Given information:
□ □ □ □

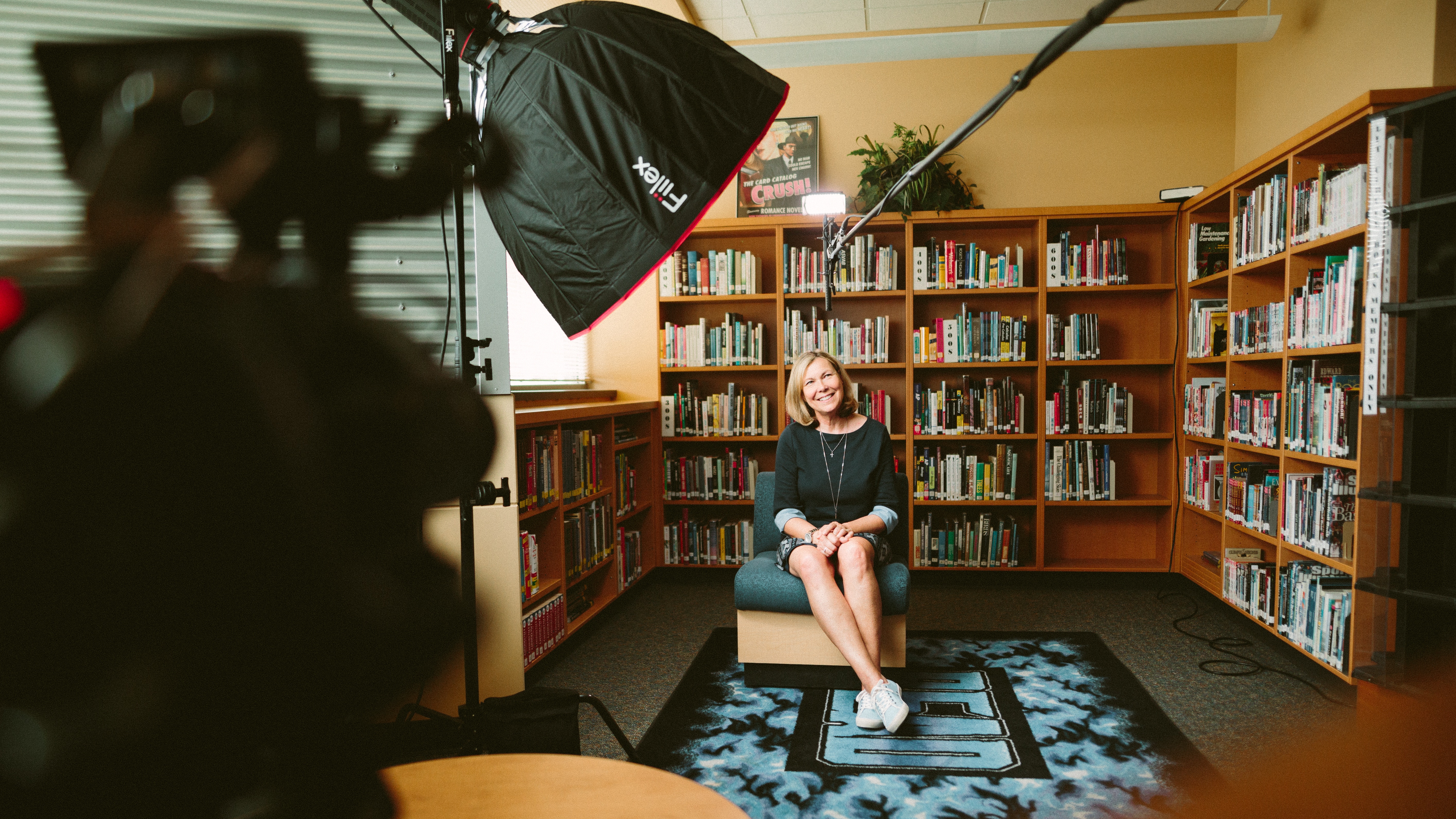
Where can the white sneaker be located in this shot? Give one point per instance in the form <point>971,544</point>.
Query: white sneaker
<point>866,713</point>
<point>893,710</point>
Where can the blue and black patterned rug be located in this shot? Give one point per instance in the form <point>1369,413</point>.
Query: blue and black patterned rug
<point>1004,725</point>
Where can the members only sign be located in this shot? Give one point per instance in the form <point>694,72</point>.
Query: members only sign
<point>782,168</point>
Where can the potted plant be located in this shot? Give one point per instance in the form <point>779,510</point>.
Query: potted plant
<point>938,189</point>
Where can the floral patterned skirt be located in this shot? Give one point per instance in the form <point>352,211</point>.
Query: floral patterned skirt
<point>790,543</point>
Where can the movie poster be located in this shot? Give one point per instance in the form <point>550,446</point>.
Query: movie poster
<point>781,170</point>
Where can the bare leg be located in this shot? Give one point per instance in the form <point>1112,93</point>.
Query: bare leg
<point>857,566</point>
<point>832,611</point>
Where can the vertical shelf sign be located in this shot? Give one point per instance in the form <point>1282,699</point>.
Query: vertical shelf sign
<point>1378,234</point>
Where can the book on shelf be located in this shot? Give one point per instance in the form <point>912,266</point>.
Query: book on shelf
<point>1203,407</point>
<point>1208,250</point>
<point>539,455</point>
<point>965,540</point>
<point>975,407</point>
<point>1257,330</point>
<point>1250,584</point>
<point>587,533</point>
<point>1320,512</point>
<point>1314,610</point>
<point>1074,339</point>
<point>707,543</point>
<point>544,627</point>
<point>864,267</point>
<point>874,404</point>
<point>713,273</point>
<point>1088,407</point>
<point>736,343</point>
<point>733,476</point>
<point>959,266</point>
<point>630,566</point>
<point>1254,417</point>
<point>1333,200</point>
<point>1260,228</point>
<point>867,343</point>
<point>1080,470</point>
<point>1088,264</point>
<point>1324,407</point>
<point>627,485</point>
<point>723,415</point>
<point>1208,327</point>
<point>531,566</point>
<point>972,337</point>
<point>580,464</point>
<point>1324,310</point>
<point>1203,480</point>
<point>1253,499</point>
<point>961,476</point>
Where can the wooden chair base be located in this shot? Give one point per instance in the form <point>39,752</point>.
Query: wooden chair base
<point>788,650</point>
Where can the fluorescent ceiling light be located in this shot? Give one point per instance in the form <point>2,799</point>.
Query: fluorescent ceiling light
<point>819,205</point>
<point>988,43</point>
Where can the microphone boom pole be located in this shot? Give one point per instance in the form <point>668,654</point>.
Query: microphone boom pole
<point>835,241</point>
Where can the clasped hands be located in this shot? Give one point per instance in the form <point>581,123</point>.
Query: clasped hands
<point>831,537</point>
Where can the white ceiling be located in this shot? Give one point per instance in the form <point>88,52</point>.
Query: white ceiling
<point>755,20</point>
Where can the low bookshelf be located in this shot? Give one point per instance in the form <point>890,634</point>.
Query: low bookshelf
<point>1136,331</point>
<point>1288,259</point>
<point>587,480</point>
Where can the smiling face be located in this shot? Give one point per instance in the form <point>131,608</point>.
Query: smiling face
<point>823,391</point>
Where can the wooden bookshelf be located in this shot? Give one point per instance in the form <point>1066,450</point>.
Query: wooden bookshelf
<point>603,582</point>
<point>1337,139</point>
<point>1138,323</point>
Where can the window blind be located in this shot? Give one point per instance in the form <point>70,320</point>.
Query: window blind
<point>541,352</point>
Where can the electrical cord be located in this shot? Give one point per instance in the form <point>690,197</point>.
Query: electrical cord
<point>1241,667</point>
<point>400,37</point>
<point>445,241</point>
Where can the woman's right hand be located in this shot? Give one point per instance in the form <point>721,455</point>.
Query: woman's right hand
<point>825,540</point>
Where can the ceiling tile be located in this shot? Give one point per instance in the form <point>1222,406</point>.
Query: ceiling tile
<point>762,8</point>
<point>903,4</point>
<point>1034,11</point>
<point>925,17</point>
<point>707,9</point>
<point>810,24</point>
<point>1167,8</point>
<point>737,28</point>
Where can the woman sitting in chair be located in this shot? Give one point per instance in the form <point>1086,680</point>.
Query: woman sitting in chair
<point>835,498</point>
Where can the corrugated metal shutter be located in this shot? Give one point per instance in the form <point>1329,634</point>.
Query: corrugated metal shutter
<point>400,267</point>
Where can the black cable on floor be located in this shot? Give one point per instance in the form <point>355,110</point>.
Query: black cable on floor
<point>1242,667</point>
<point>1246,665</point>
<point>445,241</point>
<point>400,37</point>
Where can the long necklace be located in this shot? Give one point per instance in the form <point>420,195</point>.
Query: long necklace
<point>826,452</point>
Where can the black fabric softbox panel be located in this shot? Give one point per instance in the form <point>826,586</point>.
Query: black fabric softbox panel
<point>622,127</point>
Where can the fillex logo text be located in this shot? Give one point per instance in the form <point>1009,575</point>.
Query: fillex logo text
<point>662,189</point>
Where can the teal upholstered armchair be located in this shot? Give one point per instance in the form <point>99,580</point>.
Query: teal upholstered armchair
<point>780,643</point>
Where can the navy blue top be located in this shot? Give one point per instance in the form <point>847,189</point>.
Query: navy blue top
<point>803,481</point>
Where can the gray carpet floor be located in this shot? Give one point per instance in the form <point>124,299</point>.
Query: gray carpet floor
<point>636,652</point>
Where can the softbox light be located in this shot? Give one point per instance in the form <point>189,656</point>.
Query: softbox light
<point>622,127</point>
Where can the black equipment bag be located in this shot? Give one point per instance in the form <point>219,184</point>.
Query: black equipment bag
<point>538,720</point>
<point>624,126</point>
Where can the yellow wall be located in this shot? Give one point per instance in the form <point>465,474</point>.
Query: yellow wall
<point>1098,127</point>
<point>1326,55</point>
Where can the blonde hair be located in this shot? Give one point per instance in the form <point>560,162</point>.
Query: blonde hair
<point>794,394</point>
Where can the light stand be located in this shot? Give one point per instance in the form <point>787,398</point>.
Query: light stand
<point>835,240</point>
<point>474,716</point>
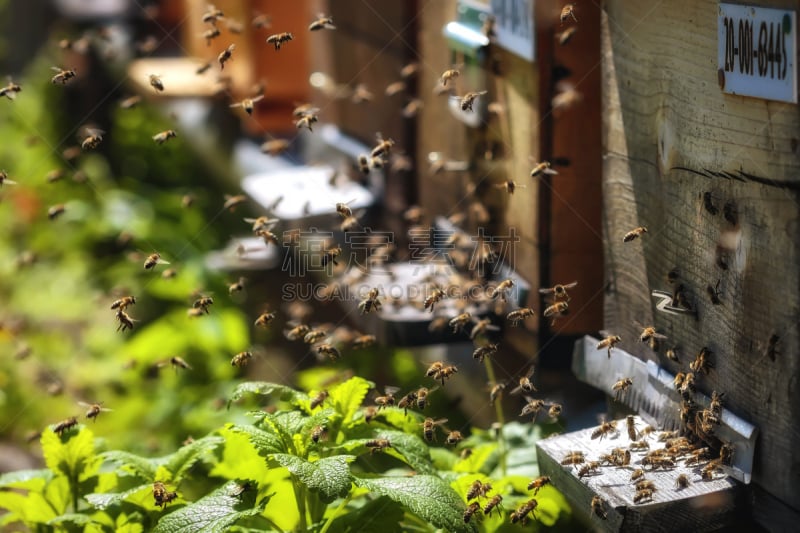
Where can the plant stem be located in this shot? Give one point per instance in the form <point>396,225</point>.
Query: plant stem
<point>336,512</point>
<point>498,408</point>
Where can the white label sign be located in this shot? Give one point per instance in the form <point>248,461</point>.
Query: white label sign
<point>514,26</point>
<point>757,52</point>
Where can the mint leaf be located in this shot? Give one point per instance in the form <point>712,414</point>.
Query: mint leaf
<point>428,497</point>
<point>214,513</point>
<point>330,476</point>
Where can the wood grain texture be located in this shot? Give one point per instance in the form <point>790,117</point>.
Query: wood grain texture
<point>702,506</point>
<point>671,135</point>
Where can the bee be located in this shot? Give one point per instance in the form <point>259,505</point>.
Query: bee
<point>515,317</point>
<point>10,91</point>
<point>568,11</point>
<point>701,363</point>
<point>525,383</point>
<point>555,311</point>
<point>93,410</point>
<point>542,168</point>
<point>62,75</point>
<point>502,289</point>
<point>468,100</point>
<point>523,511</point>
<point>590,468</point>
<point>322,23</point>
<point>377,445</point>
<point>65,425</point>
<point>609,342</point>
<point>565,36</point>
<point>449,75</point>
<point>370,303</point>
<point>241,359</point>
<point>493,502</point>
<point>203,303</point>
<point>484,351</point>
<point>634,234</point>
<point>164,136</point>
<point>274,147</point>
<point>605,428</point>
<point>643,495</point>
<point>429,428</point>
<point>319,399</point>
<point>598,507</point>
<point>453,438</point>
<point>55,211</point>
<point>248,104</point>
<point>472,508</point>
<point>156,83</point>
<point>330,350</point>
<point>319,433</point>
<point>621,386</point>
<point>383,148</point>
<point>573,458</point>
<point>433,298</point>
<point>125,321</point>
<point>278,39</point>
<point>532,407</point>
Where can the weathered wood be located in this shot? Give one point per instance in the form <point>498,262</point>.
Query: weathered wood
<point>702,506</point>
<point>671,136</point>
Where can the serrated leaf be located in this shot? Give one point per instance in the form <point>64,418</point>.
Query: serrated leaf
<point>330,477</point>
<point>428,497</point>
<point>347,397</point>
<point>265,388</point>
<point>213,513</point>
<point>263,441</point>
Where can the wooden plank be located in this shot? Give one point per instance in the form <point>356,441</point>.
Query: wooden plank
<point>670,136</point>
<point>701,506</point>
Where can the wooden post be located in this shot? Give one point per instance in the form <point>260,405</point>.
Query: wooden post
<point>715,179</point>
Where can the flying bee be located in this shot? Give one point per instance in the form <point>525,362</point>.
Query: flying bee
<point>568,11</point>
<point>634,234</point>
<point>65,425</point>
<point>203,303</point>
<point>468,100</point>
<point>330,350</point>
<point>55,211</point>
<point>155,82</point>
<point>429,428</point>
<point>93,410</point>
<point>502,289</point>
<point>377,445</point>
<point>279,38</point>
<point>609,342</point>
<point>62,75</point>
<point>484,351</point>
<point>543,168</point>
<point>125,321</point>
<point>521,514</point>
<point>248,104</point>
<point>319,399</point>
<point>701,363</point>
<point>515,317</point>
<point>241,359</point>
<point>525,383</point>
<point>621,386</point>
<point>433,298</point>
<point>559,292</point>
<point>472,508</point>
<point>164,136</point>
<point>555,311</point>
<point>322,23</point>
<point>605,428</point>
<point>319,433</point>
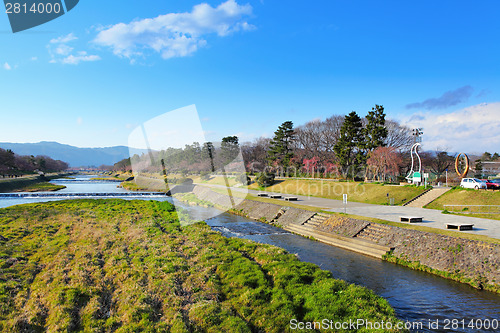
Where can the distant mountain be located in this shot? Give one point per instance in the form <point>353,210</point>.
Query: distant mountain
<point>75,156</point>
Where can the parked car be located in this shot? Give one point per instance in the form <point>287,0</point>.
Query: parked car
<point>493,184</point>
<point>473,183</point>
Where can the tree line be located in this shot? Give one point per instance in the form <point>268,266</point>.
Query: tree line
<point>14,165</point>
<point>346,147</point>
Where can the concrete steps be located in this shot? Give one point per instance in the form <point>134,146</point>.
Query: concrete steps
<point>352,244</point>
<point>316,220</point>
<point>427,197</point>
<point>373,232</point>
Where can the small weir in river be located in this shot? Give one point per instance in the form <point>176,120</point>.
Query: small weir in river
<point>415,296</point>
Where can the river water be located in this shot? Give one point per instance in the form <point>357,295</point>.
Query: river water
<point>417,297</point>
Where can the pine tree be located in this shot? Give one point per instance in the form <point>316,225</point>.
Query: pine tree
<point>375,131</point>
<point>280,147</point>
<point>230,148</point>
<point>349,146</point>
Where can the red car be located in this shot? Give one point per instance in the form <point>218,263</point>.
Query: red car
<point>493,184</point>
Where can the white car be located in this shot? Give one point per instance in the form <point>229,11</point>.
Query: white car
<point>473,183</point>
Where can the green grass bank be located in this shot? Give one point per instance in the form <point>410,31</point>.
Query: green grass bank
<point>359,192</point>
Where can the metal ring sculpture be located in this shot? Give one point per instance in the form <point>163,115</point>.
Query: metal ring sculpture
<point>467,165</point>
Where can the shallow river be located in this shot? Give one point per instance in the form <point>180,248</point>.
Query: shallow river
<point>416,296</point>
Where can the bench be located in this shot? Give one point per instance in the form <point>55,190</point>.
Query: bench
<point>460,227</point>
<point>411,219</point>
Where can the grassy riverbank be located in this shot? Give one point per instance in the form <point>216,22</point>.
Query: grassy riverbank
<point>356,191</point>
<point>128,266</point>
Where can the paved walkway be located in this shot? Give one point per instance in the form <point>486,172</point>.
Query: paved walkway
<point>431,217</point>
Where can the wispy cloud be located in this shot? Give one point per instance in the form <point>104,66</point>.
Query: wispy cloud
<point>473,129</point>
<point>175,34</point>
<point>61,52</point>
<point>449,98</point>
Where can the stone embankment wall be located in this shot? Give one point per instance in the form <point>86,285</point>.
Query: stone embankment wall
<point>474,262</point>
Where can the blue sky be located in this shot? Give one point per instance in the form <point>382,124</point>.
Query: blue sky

□ □ □ □

Exercise: Rewrite the records as a numbered list, beginning at the start of the records and stopping after the line that contains "<point>1378,234</point>". Leave out blank lines and the pictures.

Output:
1. Where can the white sneaker be located in this shot? Give one point per instance in the form <point>971,544</point>.
2. Query: white sneaker
3. <point>866,713</point>
4. <point>893,710</point>
5. Where can the blue and black patterned rug be located in this shot? Give one point per instance in the form <point>1369,413</point>.
6. Query: blue and black patterned rug
7. <point>1004,725</point>
8. Where can the members only sign be located in this shot? Give one point per instance in the form <point>694,72</point>.
9. Query: members only sign
10. <point>782,168</point>
11. Where can the potted plant be located in this shot? Give one point per instance in the form <point>779,510</point>.
12. Query: potted plant
13. <point>938,189</point>
14. Where can the floral patterned skirt be located in this shot? Give one point per instance in the form <point>352,211</point>.
15. Query: floral patterned skirt
16. <point>790,543</point>
17. Where can the movie poster be located in this shot? Give one point per instance in the form <point>550,446</point>.
18. Query: movie poster
19. <point>781,170</point>
20. Where can the bare leg be located in this shot? Give one point per instance in the form <point>1112,93</point>.
21. Query: bare leg
22. <point>857,566</point>
23. <point>832,611</point>
24. Where can the vertical shelf sign be located in this shot? Give one point per instance in the form <point>1282,699</point>.
25. Query: vertical shelf sign
26. <point>1378,234</point>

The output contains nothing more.